[Collected data]
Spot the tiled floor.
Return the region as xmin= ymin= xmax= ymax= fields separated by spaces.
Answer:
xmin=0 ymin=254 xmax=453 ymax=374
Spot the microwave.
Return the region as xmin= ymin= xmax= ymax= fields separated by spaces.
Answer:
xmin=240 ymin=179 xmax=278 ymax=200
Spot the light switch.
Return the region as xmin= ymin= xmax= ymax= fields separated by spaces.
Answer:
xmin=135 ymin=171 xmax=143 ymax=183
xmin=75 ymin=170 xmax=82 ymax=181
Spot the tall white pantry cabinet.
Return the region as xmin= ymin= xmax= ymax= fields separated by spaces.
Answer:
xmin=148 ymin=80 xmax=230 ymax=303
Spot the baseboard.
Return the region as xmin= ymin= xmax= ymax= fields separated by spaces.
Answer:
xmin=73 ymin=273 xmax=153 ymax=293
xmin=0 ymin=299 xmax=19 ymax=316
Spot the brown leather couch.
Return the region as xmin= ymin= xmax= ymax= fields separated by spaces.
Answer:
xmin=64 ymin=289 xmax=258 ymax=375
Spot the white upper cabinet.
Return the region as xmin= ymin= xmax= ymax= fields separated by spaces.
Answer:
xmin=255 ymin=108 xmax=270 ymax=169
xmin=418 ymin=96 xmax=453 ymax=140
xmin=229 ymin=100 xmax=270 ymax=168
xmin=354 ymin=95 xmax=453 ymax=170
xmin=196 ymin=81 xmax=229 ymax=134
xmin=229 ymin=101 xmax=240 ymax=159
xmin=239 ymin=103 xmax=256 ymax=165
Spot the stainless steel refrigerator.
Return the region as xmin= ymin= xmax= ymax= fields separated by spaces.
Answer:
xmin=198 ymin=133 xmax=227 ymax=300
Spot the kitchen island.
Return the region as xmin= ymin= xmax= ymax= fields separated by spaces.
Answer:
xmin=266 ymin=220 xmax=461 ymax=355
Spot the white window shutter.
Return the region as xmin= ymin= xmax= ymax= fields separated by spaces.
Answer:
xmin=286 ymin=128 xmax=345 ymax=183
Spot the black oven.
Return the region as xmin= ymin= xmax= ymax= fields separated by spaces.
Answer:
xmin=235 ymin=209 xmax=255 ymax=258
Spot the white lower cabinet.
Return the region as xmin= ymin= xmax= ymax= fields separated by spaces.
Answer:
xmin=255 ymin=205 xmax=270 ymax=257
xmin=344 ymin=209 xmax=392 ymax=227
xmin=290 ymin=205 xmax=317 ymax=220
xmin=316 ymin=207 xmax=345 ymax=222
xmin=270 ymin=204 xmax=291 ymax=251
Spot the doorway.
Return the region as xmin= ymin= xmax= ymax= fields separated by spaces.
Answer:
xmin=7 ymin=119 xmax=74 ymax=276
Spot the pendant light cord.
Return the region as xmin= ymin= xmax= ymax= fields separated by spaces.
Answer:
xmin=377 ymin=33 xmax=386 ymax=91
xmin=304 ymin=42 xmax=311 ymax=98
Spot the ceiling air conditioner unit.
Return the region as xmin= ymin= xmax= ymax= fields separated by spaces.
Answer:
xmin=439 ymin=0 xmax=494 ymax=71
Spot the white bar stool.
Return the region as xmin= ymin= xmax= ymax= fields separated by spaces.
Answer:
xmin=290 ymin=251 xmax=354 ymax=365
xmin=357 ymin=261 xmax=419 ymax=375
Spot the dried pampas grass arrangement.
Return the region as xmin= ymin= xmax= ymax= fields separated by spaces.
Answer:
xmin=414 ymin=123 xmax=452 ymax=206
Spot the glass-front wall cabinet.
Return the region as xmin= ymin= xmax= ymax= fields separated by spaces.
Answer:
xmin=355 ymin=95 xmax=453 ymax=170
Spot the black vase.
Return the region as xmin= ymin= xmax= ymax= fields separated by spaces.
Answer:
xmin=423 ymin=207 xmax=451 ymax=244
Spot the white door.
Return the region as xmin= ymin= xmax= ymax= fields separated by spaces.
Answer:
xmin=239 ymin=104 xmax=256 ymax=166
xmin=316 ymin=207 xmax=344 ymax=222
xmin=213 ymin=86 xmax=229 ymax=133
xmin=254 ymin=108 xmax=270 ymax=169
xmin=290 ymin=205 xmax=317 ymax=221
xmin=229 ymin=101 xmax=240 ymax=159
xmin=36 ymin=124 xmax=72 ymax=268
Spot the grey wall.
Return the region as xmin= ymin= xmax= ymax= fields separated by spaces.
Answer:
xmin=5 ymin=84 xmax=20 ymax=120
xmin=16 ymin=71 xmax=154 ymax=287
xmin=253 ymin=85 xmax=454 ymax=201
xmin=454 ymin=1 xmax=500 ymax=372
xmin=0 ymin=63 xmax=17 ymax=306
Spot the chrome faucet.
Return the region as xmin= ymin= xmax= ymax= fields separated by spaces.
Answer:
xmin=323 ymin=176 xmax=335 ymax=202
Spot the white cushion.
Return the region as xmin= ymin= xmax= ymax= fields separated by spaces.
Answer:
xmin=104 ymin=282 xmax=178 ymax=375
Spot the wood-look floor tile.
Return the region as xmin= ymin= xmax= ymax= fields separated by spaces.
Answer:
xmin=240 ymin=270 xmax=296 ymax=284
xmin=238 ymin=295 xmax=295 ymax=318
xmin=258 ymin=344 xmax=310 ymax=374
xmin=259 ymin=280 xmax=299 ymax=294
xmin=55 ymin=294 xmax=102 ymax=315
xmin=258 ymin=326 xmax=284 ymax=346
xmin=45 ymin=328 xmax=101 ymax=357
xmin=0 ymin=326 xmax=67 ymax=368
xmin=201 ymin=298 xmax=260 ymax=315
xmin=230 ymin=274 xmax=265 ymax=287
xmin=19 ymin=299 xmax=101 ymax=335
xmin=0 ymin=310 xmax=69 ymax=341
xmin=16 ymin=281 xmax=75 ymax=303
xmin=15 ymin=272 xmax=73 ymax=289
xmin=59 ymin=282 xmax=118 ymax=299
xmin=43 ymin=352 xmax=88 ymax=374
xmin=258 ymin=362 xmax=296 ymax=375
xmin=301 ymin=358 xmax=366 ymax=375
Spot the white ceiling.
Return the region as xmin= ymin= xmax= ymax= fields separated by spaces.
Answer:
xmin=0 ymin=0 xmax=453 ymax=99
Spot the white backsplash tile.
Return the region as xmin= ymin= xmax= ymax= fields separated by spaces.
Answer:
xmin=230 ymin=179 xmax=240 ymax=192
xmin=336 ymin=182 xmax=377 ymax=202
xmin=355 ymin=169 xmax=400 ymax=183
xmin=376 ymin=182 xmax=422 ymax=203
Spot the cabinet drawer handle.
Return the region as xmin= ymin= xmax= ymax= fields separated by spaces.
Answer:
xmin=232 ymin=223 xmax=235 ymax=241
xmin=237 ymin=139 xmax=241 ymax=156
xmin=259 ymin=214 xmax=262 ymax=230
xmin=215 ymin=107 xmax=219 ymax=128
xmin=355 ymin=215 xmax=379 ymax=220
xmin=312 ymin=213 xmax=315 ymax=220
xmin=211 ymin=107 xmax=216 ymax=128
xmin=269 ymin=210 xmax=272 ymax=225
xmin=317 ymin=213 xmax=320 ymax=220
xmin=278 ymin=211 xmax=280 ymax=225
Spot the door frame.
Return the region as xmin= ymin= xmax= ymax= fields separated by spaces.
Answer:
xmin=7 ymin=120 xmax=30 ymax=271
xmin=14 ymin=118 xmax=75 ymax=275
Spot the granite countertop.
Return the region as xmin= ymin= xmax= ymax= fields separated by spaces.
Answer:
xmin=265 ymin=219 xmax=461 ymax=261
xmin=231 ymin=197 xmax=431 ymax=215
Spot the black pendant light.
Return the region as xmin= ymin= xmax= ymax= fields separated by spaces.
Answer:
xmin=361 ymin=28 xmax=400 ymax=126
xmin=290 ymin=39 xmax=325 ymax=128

Exercise brief: Go through the data and gather every line that holds "black".

Result:
Spot the black oven.
Spot the black vase.
Spot the black pendant light.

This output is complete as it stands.